### MATERIAL PROVIDED
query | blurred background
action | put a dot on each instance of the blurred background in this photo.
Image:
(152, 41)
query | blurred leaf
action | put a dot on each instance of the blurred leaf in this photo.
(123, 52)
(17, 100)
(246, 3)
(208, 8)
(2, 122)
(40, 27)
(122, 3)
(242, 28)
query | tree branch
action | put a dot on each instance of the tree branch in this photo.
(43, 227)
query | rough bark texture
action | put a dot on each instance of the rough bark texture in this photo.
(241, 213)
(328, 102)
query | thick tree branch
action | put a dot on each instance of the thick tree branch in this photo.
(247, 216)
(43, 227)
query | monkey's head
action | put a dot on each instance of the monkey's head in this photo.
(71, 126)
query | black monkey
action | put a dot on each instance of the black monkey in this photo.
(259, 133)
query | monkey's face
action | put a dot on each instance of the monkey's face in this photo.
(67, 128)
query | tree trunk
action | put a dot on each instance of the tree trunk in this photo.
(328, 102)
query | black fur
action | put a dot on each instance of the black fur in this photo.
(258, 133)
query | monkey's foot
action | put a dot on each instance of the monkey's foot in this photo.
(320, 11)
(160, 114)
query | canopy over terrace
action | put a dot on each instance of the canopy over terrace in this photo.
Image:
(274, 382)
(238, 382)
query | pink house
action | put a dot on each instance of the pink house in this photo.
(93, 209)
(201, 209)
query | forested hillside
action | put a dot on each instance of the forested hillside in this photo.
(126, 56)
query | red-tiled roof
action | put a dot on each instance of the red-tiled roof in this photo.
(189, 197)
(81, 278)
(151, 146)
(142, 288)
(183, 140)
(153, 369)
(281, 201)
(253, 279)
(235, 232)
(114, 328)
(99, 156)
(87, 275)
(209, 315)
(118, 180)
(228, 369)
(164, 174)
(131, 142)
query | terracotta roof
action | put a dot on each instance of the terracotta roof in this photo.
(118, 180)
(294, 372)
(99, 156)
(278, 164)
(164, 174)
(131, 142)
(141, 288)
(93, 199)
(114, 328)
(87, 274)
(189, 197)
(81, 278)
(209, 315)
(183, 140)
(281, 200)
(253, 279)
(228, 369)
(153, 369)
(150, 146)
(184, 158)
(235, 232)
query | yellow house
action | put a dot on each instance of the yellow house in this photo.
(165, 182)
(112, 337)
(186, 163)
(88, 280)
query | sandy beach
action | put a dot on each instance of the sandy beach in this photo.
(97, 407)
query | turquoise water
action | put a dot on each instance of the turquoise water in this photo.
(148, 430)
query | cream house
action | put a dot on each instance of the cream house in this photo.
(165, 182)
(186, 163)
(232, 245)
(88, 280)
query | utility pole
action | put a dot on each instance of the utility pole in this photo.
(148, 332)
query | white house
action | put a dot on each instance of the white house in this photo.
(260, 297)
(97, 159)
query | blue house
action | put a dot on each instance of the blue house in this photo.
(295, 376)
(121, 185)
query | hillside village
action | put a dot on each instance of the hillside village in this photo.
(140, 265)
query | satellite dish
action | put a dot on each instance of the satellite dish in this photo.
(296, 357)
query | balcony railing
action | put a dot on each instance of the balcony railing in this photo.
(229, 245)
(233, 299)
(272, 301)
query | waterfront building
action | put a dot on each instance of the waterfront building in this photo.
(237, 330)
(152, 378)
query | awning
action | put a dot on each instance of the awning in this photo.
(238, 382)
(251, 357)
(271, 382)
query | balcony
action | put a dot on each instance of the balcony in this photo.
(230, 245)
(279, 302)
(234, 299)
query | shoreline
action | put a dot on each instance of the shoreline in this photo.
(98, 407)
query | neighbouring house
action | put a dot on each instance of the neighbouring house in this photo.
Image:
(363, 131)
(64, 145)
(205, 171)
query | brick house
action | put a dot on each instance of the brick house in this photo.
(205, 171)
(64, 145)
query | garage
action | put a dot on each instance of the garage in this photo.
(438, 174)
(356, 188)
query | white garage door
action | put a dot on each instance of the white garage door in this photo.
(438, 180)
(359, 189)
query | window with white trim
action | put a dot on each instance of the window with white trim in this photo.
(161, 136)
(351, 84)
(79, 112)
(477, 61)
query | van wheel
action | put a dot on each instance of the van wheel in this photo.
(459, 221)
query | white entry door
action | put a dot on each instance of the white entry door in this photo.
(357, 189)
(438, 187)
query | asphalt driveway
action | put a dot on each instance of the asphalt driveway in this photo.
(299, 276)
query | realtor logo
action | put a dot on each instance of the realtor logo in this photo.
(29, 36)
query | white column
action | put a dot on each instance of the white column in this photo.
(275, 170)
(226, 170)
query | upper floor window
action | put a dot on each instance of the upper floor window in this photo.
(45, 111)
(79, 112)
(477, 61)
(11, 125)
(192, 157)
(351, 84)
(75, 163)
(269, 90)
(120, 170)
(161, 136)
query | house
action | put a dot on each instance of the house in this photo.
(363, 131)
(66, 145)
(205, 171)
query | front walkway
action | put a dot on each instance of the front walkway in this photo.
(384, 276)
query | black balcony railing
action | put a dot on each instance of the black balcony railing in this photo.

### WHAT IS EXPECTED
Transcribe the listing above exactly, including every line.

### EXERCISE SOLUTION
query | blurred background
action | put a dot on each instance of the blurred background in this photo.
Image:
(152, 41)
query | blurred leaf
action | put a dot on each instance of the blurred leaf in this photo.
(123, 52)
(17, 100)
(246, 3)
(208, 8)
(2, 122)
(40, 27)
(122, 3)
(242, 28)
query | tree branch
action | put a dot on each instance of the tree branch in this photo.
(43, 227)
query | rough bark texture
action | put a dot on each instance of the rough bark texture in this photo.
(241, 213)
(328, 102)
query | thick tree branch
action | put a dot on each instance of the thick tree branch in this photo.
(247, 216)
(43, 227)
query | monkey's head
action | put a dot on each instance of the monkey's head in this photo.
(71, 126)
query | black monkey
action | put a dot on each instance of the black monkey in this photo.
(259, 133)
query | monkey's face
action | put a dot on each instance of the monkey's face in this photo.
(67, 128)
query | tree trunk
action | put a dot on each instance of the tree trunk in this photo.
(328, 102)
query | black fur
action | put a dot on each instance of the black fur in this photo.
(258, 133)
query | monkey's foot
action | put a dot on each instance of the monkey's foot in this photo.
(320, 11)
(160, 114)
query | canopy over terrace
action | put a dot on each instance of the canopy over terrace in this photo.
Image:
(274, 382)
(238, 382)
query | pink house
action | put a dot on each instance of the pink house in this photo.
(93, 209)
(201, 209)
query | forested hillside
action | put a dot on each instance of the forested hillside in this photo.
(126, 56)
query | red-tiled roof
action | put a dot on each instance of the red-tiled roof in this photo.
(189, 197)
(81, 278)
(151, 146)
(142, 288)
(183, 140)
(153, 369)
(281, 201)
(253, 279)
(235, 232)
(114, 328)
(99, 156)
(87, 275)
(209, 315)
(118, 180)
(228, 369)
(164, 174)
(131, 142)
query | terracotta roof
action | put a dot on each instance of the terracotta roof in this photo.
(118, 180)
(294, 372)
(99, 156)
(278, 164)
(164, 174)
(131, 142)
(141, 288)
(93, 199)
(114, 328)
(87, 274)
(189, 197)
(81, 278)
(209, 315)
(183, 140)
(281, 200)
(253, 279)
(228, 369)
(153, 369)
(150, 146)
(184, 158)
(235, 232)
query | yellow house
action | put a dot on each instance of the yellow house in this photo.
(165, 182)
(112, 337)
(186, 163)
(88, 280)
query | sandy beach
action | put a dot on each instance of the sandy beach in this photo.
(97, 407)
query | turquoise water
action | put a dot on each instance of the turquoise water in this photo.
(148, 430)
query | cream house
action | put a dot on each instance of the cream house in this photo.
(165, 182)
(186, 163)
(232, 245)
(88, 280)
query | utility pole
action | put a dot on each instance of the utility pole in this photo.
(148, 332)
query | white house
action | put a dot on each instance of the white house in this photo.
(260, 297)
(97, 159)
query | blue house
action | put a dot on each instance of the blue house in this photo.
(295, 376)
(121, 185)
query | hillside village
action | put a dot on each instance of the hillside village in this photo.
(140, 265)
query | satellite dish
action | put a dot on each instance of the satellite dish in this photo.
(296, 357)
query | balcony railing
action | put a dot on each instance of the balcony railing in this photo.
(229, 245)
(233, 299)
(272, 301)
query | waterfront building
action | put a dot on each instance of the waterfront building in this photo.
(237, 330)
(152, 378)
query | awning
action | put a dot on each instance of the awning in this photo.
(238, 382)
(251, 357)
(271, 382)
query | balcony
action | put a dot on each instance of the balcony in this photo.
(230, 245)
(279, 302)
(234, 299)
query | shoreline
action | put a dot on each instance of the shoreline in this photo.
(98, 407)
query | neighbouring house
action | put a dot on each instance of the neighbouring house in this photo.
Image:
(363, 131)
(64, 145)
(205, 171)
query | brick house
action | put a dot on each instance of the brick house in this photo.
(205, 171)
(64, 145)
query | garage
action | put a dot on each instance of the garage in this photo.
(438, 174)
(356, 188)
query | white garage door
action | put a dot on each instance of the white garage door in this photo.
(438, 180)
(359, 189)
query | window with white trim
action | put a dot on each instance of the window with white trim in this photo.
(161, 136)
(351, 84)
(79, 112)
(477, 61)
query | van wheel
action | put a dot on each instance of the van wheel in this photo.
(459, 221)
query | white entry door
action | put a dot on each instance of the white entry door in this photo.
(357, 189)
(438, 187)
query | asphalt driveway
action | put a dot on each instance of the asphalt driveway in this photo.
(299, 276)
query | realtor logo
action | put a dot on each instance of the realtor logo in this photo.
(29, 36)
query | white column
action | put a dot on each instance of the white column in this photo.
(275, 170)
(226, 170)
query | upper floor window
action | put a dot on each instance of the upper floor window in this photo.
(45, 111)
(79, 112)
(477, 61)
(11, 125)
(192, 157)
(351, 84)
(75, 163)
(269, 90)
(120, 170)
(161, 136)
query | house
action | put a dot on each instance of the house in this photo.
(363, 131)
(66, 145)
(205, 171)
query | front walkway
action | put a dot on each instance of the front walkway in this photo.
(384, 276)
query | black balcony railing
action | put a dot on each instance of the black balcony railing in this photo.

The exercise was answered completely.